### Exercise objective:
Quote the whole listing word for word, please.

Dataset rows

* * * * * * *

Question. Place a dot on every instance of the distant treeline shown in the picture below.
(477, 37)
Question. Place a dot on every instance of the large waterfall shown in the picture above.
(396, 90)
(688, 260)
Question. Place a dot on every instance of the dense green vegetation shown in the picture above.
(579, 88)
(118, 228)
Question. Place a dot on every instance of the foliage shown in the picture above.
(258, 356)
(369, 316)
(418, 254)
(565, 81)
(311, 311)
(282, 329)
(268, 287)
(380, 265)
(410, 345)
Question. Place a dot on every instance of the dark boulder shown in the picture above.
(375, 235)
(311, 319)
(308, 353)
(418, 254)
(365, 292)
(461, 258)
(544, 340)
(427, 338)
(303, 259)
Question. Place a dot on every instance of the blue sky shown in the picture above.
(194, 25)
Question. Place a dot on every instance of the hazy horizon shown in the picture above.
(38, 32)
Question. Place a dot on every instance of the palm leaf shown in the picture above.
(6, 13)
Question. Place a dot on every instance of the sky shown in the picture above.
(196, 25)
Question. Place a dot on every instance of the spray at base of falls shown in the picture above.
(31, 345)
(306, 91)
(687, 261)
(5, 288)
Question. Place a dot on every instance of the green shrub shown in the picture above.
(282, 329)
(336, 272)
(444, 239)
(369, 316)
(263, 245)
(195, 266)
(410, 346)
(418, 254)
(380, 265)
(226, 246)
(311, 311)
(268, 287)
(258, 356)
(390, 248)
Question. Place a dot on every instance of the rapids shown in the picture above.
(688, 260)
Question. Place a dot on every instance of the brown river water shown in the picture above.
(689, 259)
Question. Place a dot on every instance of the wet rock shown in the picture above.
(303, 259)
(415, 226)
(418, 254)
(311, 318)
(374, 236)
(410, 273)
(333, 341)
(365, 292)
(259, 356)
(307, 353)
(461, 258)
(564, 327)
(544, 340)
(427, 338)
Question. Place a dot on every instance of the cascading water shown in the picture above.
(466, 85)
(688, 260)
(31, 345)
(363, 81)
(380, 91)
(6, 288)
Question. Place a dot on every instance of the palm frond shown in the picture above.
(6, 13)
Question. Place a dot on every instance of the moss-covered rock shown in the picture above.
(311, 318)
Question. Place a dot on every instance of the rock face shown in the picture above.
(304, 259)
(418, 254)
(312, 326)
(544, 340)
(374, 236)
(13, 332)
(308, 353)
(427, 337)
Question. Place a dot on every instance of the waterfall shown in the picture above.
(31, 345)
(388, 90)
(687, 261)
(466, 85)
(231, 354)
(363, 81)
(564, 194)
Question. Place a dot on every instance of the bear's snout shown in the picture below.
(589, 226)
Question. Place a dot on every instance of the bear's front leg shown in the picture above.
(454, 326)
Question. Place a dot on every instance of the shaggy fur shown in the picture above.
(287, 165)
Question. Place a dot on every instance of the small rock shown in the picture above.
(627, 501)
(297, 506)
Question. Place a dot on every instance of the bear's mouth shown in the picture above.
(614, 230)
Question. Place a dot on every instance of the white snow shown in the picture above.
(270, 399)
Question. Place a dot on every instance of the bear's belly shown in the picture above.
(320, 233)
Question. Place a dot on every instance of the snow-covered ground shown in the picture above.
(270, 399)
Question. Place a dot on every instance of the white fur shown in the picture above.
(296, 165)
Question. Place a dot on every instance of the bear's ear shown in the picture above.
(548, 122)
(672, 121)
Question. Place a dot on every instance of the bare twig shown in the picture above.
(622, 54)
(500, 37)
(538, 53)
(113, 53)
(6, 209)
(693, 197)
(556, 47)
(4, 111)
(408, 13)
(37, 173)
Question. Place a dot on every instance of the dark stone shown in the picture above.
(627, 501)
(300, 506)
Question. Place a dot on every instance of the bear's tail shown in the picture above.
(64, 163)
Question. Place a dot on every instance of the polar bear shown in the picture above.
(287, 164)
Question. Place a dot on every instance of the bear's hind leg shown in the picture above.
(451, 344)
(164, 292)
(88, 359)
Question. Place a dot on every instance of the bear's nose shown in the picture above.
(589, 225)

* * * * * * *

### Completed exercise:
Question. Place a dot on every instance of the distant treeline shown in the picture below.
(477, 37)
Question. Place a dot on every instance of the large waterfall shown in the picture above.
(396, 90)
(688, 260)
Question. Place a dot on every instance of the dense green vegetation shown in the picture above.
(579, 88)
(118, 228)
Question. Place a dot on every instance of the foliage shown in the picture above.
(258, 356)
(369, 316)
(418, 254)
(565, 81)
(311, 311)
(282, 329)
(268, 287)
(380, 265)
(410, 345)
Question. Place a dot on every instance of the dark boulder shown in the picture above.
(375, 235)
(311, 319)
(308, 353)
(418, 254)
(365, 292)
(461, 258)
(544, 340)
(427, 338)
(303, 259)
Question. Place a dot on every instance of the blue sky shown in the picture above.
(194, 25)
Question. Place a dot on every instance of the hazy horizon shown in the picture above.
(38, 32)
Question. Place a dot on every instance of the palm leaf shown in the picture above.
(6, 13)
Question. Place a dot on every instance of the sky shown in the picture above.
(196, 25)
Question. Place a dot on every instance of the spray at base of falls shown in the picture above.
(31, 345)
(306, 91)
(687, 261)
(5, 288)
Question. Place a dot on every instance of the green shrub shown in the picture above.
(282, 329)
(336, 272)
(444, 239)
(369, 316)
(263, 245)
(195, 266)
(410, 346)
(418, 254)
(380, 265)
(226, 246)
(311, 311)
(268, 287)
(258, 356)
(390, 248)
Question. Place a dot on every instance of the rapids shown in the picture above.
(688, 260)
Question. Place a dot on every instance of the brown river water shown in the picture above.
(689, 259)
Question. Place a dot on every instance of the wet rock shown in the picture above.
(303, 259)
(415, 226)
(418, 254)
(311, 318)
(374, 236)
(410, 273)
(333, 341)
(365, 292)
(259, 356)
(307, 353)
(461, 258)
(564, 327)
(544, 340)
(427, 338)
Question. Place a dot on every instance of the cascading water shown in the picture above.
(466, 85)
(688, 260)
(31, 345)
(363, 81)
(380, 91)
(6, 288)
Question. Place a dot on every instance of the palm frond shown in the picture above.
(6, 13)
Question. Place a dot on every instance of the moss-covered rock shown in the picture above.
(311, 318)
Question. Place a dot on every instance of the rock face shown in the picture above.
(304, 259)
(418, 254)
(312, 326)
(544, 340)
(374, 236)
(13, 332)
(308, 353)
(427, 337)
Question. Place a dot on every instance of the waterfall shown in the picture above.
(31, 345)
(388, 90)
(687, 261)
(466, 85)
(231, 354)
(363, 81)
(564, 194)
Question. Place a dot on every instance of the bear's snout shown in the picture below.
(589, 226)
Question. Place a dot on every instance of the bear's front leg shown in the picture above.
(454, 326)
Question. Place a dot on every instance of the shaggy fur shown in the picture above.
(287, 165)
Question. Place a dot on every instance of the small rock shown in the picture above.
(627, 501)
(297, 506)
Question. Place a dot on every instance of the bear's mouth shown in the picture above.
(614, 230)
Question. Place a dot on every instance of the white snow shown in the picture above.
(270, 399)
Question. Place a dot on every instance of the bear's belly shown in the picture above.
(320, 233)
Question. Place a dot on every instance of the snow-covered ground shown in the picture above.
(270, 399)
Question. Place a dot on every instance of the white fur shown in the picture above.
(296, 165)
Question. Place a dot on every instance of the bear's ear shown in the picture above.
(548, 122)
(672, 121)
Question. Place a dot on every instance of the bare twig shown in the picture above.
(622, 54)
(500, 37)
(538, 53)
(113, 53)
(6, 209)
(693, 197)
(556, 47)
(4, 111)
(408, 13)
(37, 173)
Question. Place a dot on every instance of the dark stone shown in the picture above.
(627, 501)
(300, 506)
Question. Place a dot on every instance of the bear's tail shown in the picture above.
(64, 163)
Question. Place a dot on every instance of the polar bear shown in the picture above.
(287, 164)
Question. Place a dot on every instance of the bear's hind leg shown in the picture above.
(451, 344)
(164, 292)
(88, 359)
Question. Place a dot on every instance of the bear's nose shown in the picture above.
(589, 225)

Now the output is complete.